> [TRECHO]
◆ ◆ ◆ ◆ ◆
Intolerância? É verdade, há muita intolerância. Mas ela não começou agora. Ela acontece toda vez que os “evangélicos” jogam bombas nos terreiros e o governo do PT mesmo assim faz acordos e mais acordos com a bancada evangélica pra não perder seu lugar de poder. Intolerância? Claro que sim! O Brasil é um dos países onde mais LGBT’s são assassinados apenas por viverem livremente suas escolhas e os governos – do PSDB ao PT, do PSD ao PMDB e outros – não movem uma palha pra criminalizar a homofobia e negociam cargos usando como moeda de troca as nossas vidas enquanto enviam o kit anti-homofobia de volta pra gaveta, sem colocá-lo a serviço da democracia que agora todo mundo fala de boca cheia.

Ataque à democracia? São muitos. A minha coleção já não cabe nas cicatrizes deixadas no peito e no couro pelas polícias de Geraldo Alckmin do PSDB que dá medalhas a quem mata mais preto e também de Rui Costa do PT que chama policiais assassinos de artilheiros diante do gol. Ataque à democracia? Claro que sim. Uma lei antiterror foi sancionada pela presidenta da república este mês transformando os lutadores em criminosos. Ataque à democracia? Claro que sim! Reforma da previdência, demissão de servidores públicos, veto a auditoria cidadã da dívida, mãos dadas pra entregar o petróleo, PL555 pra privatizar o restinho das empresas estatais que sobraram, ufa! Tô sem fôlego. Tô sem palavras.

A volta dos militares? Pergunta ao povo do Haiti o que eles acham dos militares que o governo federal manteve e mantém por lá todos esses anos. A volta dos militares? Pergunta pro povo das favelas da Maré e das favelas do Alemão no Rio. Mas por eles ninguém chamou vigílias nas universidades, né? Ninguém chamou a lutar pela democracia, né? A CUT e o PT não foram pras ruas.

Manipulação da mídia? É claro que sim! E não é de agora. A Rede Globo é golpista desde 1960. E faço então uma pergunta: Porque o Ministério das Comunicações não cassou as concessões da Rede Globo? Ela deve milhões de reais ao BNDES e mesmo assim teve suas concessões renovadas no interior dos governos PTistas sem apresentar as certidões negativas de débito com a união.
◆ ◆ ◆ ◆ ◆
Registros extraídos de uma coleção
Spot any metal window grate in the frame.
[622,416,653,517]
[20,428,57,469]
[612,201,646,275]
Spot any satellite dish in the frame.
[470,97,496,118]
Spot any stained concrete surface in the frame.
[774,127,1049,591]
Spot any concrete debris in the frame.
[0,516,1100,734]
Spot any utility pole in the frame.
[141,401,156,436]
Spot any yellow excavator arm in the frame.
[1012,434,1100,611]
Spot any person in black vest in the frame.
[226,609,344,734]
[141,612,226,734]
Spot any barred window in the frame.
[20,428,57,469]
◆ ◆ ◆ ◆ ◆
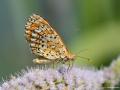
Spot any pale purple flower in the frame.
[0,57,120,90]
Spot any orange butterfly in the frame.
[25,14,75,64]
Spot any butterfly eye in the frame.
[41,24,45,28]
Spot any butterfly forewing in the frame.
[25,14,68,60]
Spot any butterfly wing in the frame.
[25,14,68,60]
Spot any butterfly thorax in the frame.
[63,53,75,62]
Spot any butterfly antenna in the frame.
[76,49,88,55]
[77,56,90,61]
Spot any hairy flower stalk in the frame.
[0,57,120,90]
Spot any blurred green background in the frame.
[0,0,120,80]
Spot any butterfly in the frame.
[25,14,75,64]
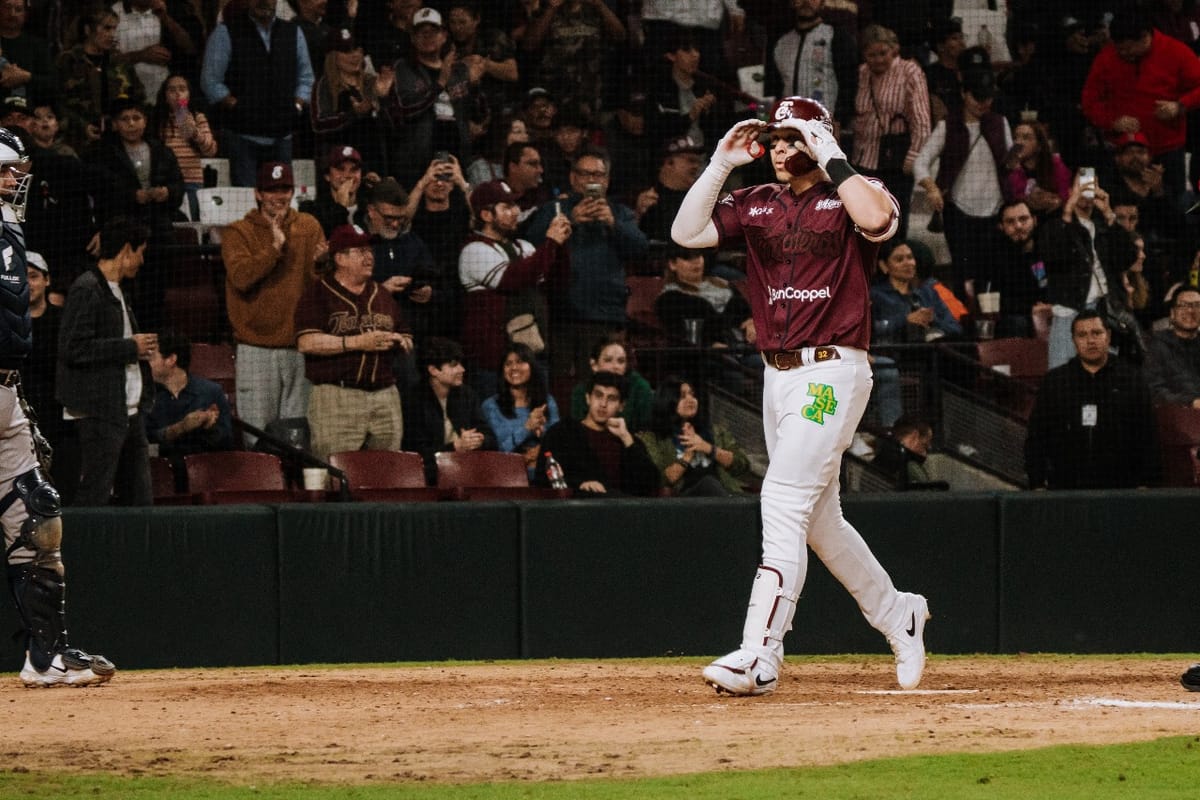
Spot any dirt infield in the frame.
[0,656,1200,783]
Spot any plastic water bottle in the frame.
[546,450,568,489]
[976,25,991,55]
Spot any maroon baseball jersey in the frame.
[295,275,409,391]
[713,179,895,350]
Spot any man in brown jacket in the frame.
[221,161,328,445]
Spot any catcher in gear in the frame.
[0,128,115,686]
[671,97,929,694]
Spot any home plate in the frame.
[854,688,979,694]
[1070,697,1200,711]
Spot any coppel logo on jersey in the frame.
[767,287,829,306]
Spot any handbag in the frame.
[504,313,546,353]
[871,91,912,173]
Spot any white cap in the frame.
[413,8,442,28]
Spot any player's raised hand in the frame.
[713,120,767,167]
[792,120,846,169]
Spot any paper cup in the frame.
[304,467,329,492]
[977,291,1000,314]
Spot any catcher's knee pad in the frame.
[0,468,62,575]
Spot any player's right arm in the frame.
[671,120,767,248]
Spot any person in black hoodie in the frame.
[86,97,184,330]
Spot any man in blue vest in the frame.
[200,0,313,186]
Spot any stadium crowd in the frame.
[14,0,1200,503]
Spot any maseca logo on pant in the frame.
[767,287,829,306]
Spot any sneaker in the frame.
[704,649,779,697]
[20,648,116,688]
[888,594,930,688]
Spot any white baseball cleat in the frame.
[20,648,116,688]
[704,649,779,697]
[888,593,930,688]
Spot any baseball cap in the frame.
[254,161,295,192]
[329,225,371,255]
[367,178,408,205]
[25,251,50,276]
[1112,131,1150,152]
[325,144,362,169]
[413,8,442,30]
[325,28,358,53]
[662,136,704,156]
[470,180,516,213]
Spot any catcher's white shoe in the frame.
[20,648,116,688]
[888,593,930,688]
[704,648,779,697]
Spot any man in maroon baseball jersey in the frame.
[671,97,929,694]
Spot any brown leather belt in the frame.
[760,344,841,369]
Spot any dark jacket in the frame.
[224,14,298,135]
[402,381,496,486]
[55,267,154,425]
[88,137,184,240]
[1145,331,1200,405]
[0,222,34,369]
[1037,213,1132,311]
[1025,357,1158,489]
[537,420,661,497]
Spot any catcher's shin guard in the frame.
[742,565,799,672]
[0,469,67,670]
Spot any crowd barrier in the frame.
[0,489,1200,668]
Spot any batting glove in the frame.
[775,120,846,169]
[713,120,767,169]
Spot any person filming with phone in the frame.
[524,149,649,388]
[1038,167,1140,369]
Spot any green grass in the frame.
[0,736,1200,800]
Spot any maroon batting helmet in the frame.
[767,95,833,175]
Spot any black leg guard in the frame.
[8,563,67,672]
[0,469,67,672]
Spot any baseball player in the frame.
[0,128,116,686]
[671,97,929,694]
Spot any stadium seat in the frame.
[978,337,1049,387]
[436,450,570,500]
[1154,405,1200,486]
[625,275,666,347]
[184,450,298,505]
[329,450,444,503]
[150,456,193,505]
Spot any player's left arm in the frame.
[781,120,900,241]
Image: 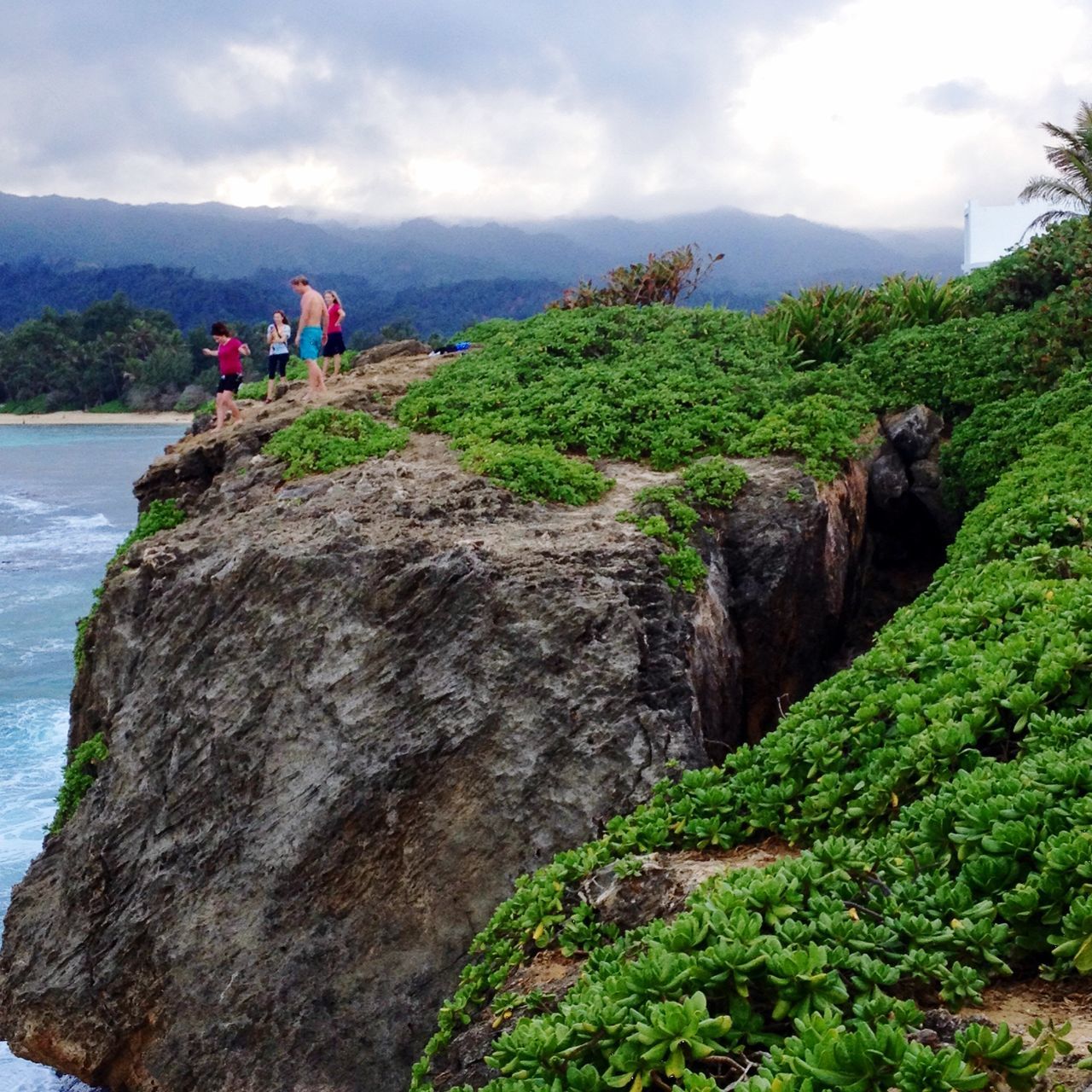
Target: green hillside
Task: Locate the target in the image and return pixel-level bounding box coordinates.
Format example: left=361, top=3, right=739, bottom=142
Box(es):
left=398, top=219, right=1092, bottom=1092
◆ ◆ ◆ ◆ ◆
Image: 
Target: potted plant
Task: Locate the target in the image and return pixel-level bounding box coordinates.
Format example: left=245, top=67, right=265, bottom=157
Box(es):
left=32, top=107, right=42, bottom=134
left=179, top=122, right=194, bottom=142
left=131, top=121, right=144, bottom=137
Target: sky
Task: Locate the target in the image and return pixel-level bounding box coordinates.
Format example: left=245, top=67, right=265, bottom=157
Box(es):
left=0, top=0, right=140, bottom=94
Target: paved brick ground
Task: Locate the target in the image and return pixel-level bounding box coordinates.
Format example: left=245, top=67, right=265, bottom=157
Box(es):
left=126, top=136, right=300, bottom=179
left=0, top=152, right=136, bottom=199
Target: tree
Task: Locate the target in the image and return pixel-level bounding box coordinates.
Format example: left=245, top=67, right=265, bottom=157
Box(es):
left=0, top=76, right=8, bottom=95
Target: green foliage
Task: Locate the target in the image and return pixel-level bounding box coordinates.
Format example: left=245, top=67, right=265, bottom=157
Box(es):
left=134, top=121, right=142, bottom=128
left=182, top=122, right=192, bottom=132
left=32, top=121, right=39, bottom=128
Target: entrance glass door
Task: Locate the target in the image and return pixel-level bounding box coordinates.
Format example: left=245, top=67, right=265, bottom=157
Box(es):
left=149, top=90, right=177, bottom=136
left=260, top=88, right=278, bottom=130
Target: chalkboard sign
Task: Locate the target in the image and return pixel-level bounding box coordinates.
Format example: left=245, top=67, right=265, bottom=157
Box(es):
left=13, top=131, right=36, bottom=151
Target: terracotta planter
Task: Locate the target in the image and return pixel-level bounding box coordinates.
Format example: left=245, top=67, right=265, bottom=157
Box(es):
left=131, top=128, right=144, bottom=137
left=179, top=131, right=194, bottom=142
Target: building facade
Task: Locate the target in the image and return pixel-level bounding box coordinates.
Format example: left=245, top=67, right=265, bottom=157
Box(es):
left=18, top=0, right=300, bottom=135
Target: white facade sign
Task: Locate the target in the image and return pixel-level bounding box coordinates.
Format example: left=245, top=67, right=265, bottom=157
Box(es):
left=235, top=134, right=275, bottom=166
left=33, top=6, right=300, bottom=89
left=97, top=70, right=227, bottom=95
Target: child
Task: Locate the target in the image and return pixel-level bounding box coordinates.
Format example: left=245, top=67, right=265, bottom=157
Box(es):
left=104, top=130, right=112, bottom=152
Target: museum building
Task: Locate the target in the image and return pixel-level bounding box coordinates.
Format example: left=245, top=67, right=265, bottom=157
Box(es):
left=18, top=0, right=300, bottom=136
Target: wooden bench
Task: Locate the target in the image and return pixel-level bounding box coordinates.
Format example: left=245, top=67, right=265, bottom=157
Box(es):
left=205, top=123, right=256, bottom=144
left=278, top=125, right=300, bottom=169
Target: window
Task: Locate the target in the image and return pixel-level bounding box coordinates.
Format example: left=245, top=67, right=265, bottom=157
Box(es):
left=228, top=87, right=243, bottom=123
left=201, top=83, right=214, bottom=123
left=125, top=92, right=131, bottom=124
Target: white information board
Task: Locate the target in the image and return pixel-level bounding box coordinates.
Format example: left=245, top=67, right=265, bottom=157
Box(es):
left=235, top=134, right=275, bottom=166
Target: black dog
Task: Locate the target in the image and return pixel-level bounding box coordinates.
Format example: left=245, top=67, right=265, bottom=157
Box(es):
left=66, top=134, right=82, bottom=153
◆ ◆ ◆ ◆ ◆
> [INSTRUÇÕES E REQUISITOS] Reproduza fielmente, do trecho acima, a passagem que começa em "A volta dos militares? Pergunta ao" e prossegue até "foram pras ruas.".

> [RESPOSTA]
A volta dos militares? Pergunta ao povo do Haiti o que eles acham dos militares que o governo federal manteve e mantém por lá todos esses anos. A volta dos militares? Pergunta pro povo das favelas da Maré e das favelas do Alemão no Rio. Mas por eles ninguém chamou vigílias nas universidades, né? Ninguém chamou a lutar pela democracia, né? A CUT e o PT não foram pras ruas.